Retype the lines from the one containing "sky in the photo below?" through the last line of the entries below, exactly and in full, omitting every image.

(Referring expression pointing data)
********************

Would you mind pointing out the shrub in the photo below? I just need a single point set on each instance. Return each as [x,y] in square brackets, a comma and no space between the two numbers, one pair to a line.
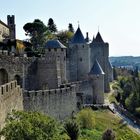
[108,135]
[72,129]
[22,125]
[137,111]
[86,118]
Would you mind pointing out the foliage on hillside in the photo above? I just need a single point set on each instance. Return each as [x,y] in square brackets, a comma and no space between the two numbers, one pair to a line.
[125,61]
[128,90]
[35,126]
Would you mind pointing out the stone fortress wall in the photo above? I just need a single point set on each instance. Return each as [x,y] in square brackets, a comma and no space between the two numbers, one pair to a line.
[10,98]
[59,103]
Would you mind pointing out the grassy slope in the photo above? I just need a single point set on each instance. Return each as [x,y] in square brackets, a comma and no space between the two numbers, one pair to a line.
[104,120]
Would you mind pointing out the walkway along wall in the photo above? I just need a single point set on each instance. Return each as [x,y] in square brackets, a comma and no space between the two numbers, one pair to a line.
[59,103]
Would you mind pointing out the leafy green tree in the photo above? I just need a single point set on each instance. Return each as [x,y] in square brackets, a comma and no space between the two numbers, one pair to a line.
[64,37]
[114,73]
[70,28]
[37,31]
[108,135]
[137,111]
[52,26]
[86,118]
[136,72]
[131,102]
[72,129]
[30,126]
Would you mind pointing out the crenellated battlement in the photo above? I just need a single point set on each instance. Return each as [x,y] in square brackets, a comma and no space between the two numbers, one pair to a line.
[58,91]
[54,50]
[8,89]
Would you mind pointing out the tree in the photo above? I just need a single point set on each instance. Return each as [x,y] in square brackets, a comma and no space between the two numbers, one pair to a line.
[114,73]
[51,26]
[72,129]
[30,126]
[37,31]
[70,28]
[108,135]
[136,72]
[64,37]
[86,118]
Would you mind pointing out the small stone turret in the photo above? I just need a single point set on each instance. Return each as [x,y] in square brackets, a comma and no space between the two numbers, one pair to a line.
[12,26]
[96,77]
[79,57]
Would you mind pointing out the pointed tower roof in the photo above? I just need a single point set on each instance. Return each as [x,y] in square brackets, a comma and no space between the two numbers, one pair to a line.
[96,69]
[98,38]
[110,65]
[78,37]
[54,44]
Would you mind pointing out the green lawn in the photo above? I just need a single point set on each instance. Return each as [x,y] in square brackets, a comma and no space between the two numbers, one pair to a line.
[105,119]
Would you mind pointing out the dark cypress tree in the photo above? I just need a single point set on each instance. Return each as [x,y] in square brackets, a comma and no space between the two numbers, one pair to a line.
[52,26]
[70,28]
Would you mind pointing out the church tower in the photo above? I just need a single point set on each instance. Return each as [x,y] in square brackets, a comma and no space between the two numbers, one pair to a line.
[12,26]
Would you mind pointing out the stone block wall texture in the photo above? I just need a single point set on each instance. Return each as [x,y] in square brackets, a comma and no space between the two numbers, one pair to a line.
[58,103]
[10,98]
[100,51]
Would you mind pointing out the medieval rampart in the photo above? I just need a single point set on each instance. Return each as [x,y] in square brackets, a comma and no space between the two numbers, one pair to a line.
[59,103]
[10,98]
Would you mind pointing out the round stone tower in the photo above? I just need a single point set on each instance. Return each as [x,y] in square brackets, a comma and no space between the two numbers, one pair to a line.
[96,78]
[79,57]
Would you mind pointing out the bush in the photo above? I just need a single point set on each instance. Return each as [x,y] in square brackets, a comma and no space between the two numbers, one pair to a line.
[108,135]
[22,125]
[72,129]
[86,118]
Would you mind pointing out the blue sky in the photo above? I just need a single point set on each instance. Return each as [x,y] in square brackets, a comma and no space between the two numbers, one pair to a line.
[118,20]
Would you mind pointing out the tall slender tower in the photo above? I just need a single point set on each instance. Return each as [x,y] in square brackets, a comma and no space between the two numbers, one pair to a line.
[96,77]
[12,26]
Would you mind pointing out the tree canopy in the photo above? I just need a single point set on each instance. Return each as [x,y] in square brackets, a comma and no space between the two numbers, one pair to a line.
[37,31]
[30,126]
[51,26]
[70,28]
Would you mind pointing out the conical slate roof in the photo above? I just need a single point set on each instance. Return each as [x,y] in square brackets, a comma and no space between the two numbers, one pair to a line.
[98,38]
[96,69]
[110,65]
[54,44]
[78,37]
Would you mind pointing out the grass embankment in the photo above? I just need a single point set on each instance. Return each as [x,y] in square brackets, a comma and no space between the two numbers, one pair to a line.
[104,120]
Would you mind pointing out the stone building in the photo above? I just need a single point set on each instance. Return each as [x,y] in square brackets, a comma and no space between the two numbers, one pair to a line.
[7,31]
[62,79]
[82,55]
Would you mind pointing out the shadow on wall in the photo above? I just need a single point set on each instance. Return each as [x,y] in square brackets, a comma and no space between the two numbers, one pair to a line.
[3,76]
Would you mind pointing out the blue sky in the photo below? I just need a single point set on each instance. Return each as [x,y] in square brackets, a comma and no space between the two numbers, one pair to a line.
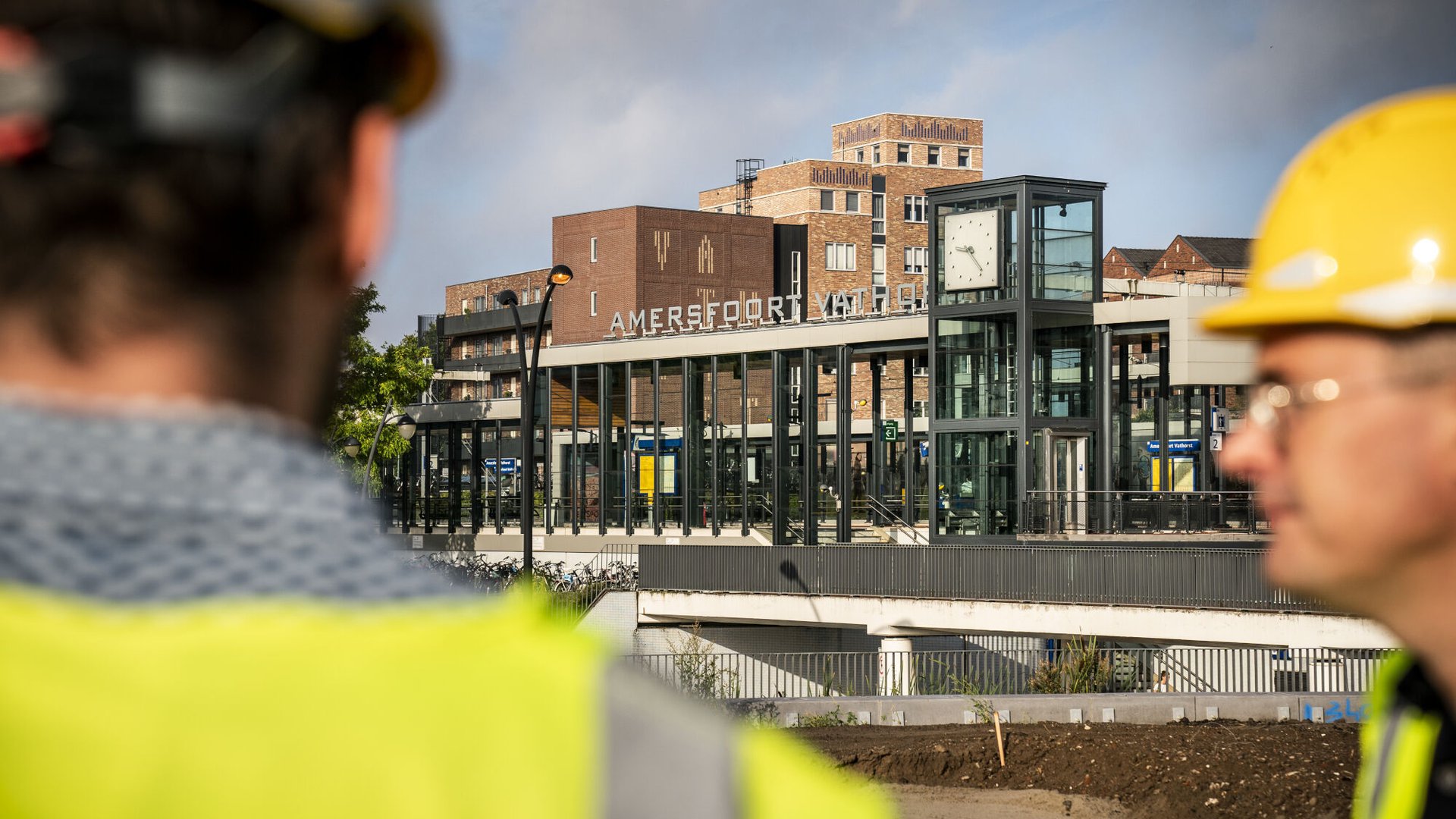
[1187,111]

********************

ANSWER TO THIS TASK —
Would you mind pointing out the blue sky in the photo below? I just need a single point set on each instance. Return each as [x,y] in square brackets, a comma and no space between the two numbers, one pair to a line.
[1187,111]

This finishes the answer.